Stored data entries
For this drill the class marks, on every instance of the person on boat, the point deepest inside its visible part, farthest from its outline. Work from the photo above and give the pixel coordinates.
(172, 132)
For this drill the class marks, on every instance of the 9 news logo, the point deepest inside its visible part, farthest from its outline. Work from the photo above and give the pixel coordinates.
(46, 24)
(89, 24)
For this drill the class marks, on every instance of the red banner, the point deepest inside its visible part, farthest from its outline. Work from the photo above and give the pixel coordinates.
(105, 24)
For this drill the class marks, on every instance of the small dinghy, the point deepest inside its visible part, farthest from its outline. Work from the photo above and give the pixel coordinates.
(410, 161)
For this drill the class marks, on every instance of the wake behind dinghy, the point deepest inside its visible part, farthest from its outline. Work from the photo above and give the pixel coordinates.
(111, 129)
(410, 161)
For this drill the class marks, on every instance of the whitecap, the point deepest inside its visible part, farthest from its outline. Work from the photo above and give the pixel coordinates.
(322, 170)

What you will do –
Please output every record exactly as it appears.

Completed task –
For this drill the class marks, on every instance of the person on boat, the point deepest inside its visible part, farthest from its outline. Work from the photo above and give the pixel coordinates.
(172, 132)
For this drill the class marks, on every instance of the 9 news logo, the point deepest inside its visible part, farthest from its outline. Work from the photo above and give the pixel coordinates.
(46, 24)
(89, 24)
For this drill the class marks, on every instance of the red banner, the point deepest inside its visible part, farthest from its outline. Work from the photo above and give the pixel coordinates.
(105, 24)
For this drill the class marks, on every instance of the small dinghy, the point deepest inside its visible part, farthest from its outline. Work from the photo above and give the pixel coordinates.
(410, 161)
For this drill the class marks, on every instance of the wake behind dinghy, the point deepest inside its visible part, farthest from its outline. Work from the photo above and give the pixel coordinates.
(111, 129)
(410, 161)
For this drill the class marks, on every instance of the whitecap, the point deepest inside its visible part, farthest from its outline. Work from the photo above and give the pixel coordinates.
(322, 170)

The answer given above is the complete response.